━━━━━ Record list

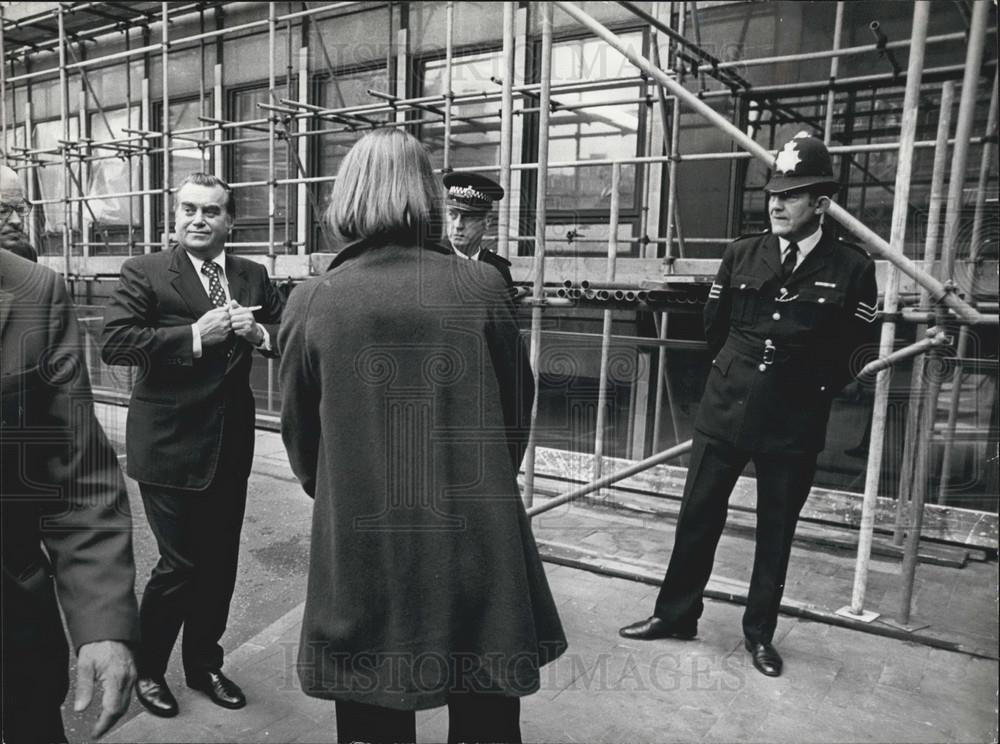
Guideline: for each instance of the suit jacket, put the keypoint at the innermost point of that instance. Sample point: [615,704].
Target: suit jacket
[179,404]
[815,325]
[60,482]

━━━━━━━━━━

Give the lines above as a JSON list of strings, one string per line, skipping blank lines and leaving out the picture.

Response below:
[
  "Guideline: for each instance of the suit jacket, put the keypoint at the innermost point of that instance. Sample point: [615,704].",
  "Target: suit jacket",
  "[179,404]",
  "[815,325]",
  "[60,482]"
]